* _What needs to be done_: Each record should be retyped word for word.

[Referring expression pointing data]
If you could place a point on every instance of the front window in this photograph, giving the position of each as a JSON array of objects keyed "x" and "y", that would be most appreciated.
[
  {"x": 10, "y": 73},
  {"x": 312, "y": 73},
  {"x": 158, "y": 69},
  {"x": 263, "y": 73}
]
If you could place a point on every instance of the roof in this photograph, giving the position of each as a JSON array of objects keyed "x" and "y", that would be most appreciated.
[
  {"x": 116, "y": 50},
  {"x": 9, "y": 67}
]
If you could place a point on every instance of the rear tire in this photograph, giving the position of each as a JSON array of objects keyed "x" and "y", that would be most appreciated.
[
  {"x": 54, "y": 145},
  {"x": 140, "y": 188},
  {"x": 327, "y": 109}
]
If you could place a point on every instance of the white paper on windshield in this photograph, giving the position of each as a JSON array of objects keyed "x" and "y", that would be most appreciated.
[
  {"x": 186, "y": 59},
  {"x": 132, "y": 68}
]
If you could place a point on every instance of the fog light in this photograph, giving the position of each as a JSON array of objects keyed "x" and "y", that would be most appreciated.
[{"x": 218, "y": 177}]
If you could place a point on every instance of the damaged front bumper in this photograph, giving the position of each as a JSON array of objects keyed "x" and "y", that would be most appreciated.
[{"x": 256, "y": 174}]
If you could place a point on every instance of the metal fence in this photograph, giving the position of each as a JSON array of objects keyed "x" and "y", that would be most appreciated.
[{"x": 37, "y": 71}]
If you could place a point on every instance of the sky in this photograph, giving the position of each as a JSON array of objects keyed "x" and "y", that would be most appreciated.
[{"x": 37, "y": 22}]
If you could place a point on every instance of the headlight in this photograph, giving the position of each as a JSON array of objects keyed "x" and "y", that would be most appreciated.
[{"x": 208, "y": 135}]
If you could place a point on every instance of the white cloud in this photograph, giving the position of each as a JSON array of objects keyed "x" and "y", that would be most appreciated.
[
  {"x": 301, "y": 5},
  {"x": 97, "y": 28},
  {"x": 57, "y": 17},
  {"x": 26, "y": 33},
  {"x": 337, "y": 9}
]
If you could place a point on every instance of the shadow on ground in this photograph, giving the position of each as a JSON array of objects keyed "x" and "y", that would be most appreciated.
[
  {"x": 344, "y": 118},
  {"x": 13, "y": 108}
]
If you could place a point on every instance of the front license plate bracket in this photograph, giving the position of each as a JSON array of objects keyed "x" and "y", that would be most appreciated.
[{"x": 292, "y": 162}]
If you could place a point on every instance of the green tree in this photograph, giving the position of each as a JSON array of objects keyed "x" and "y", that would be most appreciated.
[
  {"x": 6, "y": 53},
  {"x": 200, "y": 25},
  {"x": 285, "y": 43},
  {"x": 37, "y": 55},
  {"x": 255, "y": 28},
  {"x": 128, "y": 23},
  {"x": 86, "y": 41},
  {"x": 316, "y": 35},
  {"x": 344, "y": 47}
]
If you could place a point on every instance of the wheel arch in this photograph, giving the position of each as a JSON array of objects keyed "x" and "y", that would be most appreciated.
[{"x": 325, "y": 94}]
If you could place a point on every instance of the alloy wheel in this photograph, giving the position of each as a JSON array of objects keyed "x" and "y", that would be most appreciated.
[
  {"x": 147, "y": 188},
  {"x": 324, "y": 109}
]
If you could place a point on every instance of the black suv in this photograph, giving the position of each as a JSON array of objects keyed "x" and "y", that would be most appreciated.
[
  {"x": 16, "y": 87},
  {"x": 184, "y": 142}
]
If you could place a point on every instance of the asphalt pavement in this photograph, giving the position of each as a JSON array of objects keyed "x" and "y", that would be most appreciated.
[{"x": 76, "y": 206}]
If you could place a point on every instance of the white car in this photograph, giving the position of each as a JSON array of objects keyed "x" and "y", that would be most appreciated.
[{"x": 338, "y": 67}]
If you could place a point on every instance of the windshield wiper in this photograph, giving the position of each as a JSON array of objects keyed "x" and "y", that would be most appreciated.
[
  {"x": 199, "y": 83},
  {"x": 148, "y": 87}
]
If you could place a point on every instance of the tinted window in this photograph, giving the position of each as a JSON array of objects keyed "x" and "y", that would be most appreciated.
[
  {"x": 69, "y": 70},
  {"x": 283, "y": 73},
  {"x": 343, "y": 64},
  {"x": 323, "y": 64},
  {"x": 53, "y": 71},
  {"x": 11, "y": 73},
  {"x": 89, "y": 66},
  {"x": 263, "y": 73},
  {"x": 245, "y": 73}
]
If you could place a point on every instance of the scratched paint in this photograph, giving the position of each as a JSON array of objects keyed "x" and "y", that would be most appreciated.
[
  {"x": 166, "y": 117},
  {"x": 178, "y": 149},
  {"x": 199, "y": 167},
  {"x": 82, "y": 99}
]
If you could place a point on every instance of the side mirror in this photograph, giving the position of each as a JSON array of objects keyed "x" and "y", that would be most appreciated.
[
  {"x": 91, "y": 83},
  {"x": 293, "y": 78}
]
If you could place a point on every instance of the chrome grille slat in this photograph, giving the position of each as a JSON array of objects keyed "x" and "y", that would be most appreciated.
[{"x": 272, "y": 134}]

* _Reply_:
If you could place a point on every instance of the front window in this photograph, giving the position of each as a JSON array of objects keyed "x" and "y", that would be most appreciated.
[
  {"x": 10, "y": 73},
  {"x": 312, "y": 73},
  {"x": 158, "y": 69},
  {"x": 263, "y": 73}
]
If you could place a point on every instance of the roof in this photograph, giving the position of each as a JSON array of objects keyed "x" and "y", that would be most appreciated.
[
  {"x": 116, "y": 50},
  {"x": 9, "y": 67}
]
If you could place a point on every instance of the rear tire in this photograph, giving the position of each as a JSON array of objects keyed "x" and "y", that would be most appreciated.
[
  {"x": 54, "y": 145},
  {"x": 140, "y": 188},
  {"x": 327, "y": 109}
]
If you could place a point on every instance of the white paper on windshield in this photograph, giving the position of each as a JSON array of objects keyed "x" and "y", that would be most appreciated.
[
  {"x": 186, "y": 59},
  {"x": 132, "y": 68}
]
If you could place a point on every instance of the fog light in this photograph, giving the position of each as a JSON array of objects keyed "x" and "y", that would be most appreciated.
[{"x": 218, "y": 177}]
If you could place a point on every instance of the damaged front bumper in this photograph, giving the position of each as a JSON array of objects keyed "x" and "y", that would be most appreciated.
[{"x": 256, "y": 174}]
If you could place a point on every instance of the metal fence in this photograph, giving the position of each as a JSON array of objects keyed "x" and "y", that would be most appreciated.
[{"x": 37, "y": 71}]
If you could place a point on every instance of the sky in this photograph, giving the position of each as a JSON array of objects keyed "x" and "y", that would be most appreciated.
[{"x": 37, "y": 22}]
If you could place a point on every instance of the headlight in this photograph, giving the position of each as a JSON array of objects keyed "x" and "y", that would be most appreciated.
[{"x": 208, "y": 135}]
If you could place a point on every instance of the white cloud in this photograph, giving the position of each as a JSON array of objects keyed "x" and "y", that would be most appreciated.
[
  {"x": 301, "y": 5},
  {"x": 97, "y": 28},
  {"x": 57, "y": 17},
  {"x": 26, "y": 33},
  {"x": 337, "y": 9}
]
If you could place a point on every instance of the shadow on ground in this photograph, giving the position of each as a JSON array of objects keyed "x" and "y", that would be most appreciated.
[
  {"x": 344, "y": 118},
  {"x": 13, "y": 108}
]
If you could place a point on every instance of the front license plate bracket in this photograph, giving the position of each as a JSON array of objects keyed "x" and "y", that would be most appreciated.
[{"x": 292, "y": 162}]
If you could place a point on every instance of the green tree in this photograph, giving the position of each as a JSON array of objects keyed "x" and "y", that would be most appreciated.
[
  {"x": 6, "y": 53},
  {"x": 200, "y": 25},
  {"x": 285, "y": 43},
  {"x": 37, "y": 55},
  {"x": 255, "y": 28},
  {"x": 128, "y": 23},
  {"x": 86, "y": 41},
  {"x": 316, "y": 35},
  {"x": 344, "y": 47}
]
If you could place a point on every instance of the wheel arch in this photograph, giving the position of each as a JSON array of objects keyed "x" and "y", that would be most appreciated.
[{"x": 325, "y": 94}]
If you could place a point on every instance of the alloy wheel in this photograph, giving the position of each as a JSON array of objects keyed "x" and "y", that would be most appreciated.
[
  {"x": 147, "y": 188},
  {"x": 324, "y": 109}
]
If you could place a point on every instance of the black suv in this photograph, giving the position of each as a JSON array of objects keyed "x" and "y", that would be most appreciated.
[
  {"x": 16, "y": 87},
  {"x": 184, "y": 142}
]
If you could place a point on every instance of the asphalt pavement in this photograph, giving the position of each as a JSON array of objects keyed "x" and "y", that would be most appreciated.
[{"x": 76, "y": 206}]
If you could place a point on every instance of the white car in this photograph, giving the position of each as a JSON array of objects keyed "x" and "y", that would be most appreciated.
[{"x": 338, "y": 67}]
If you could place a point on every instance of the windshield wiper in this photograph, giving the position of each as a JSON array of objects keyed "x" and "y", that would be most appreciated.
[
  {"x": 199, "y": 83},
  {"x": 148, "y": 87}
]
If you could place a point on every instance of the tinted window in this photograph, giving the position of each as a JSON array of objects keyed "x" and "y", that would be most appreciated.
[
  {"x": 69, "y": 70},
  {"x": 283, "y": 73},
  {"x": 343, "y": 64},
  {"x": 323, "y": 64},
  {"x": 53, "y": 71},
  {"x": 11, "y": 73},
  {"x": 89, "y": 66},
  {"x": 263, "y": 73},
  {"x": 245, "y": 73}
]
If you could place a point on every instance of the scratched paint in this photograph, giving the position of each as a JSON array of objects keyed "x" and "y", that would be most appreciated.
[
  {"x": 166, "y": 117},
  {"x": 178, "y": 149},
  {"x": 199, "y": 167},
  {"x": 82, "y": 99}
]
If you could place a point on every instance of the side mirror in this photograph, giving the position of each as a JSON array of objects keyed "x" and "y", that would be most appreciated.
[
  {"x": 91, "y": 83},
  {"x": 293, "y": 78}
]
If you could place a point on every instance of the chrome grille slat in this photograph, giving the position of each as a JSON array of objects keyed "x" and "y", that would be most appreciated.
[{"x": 272, "y": 134}]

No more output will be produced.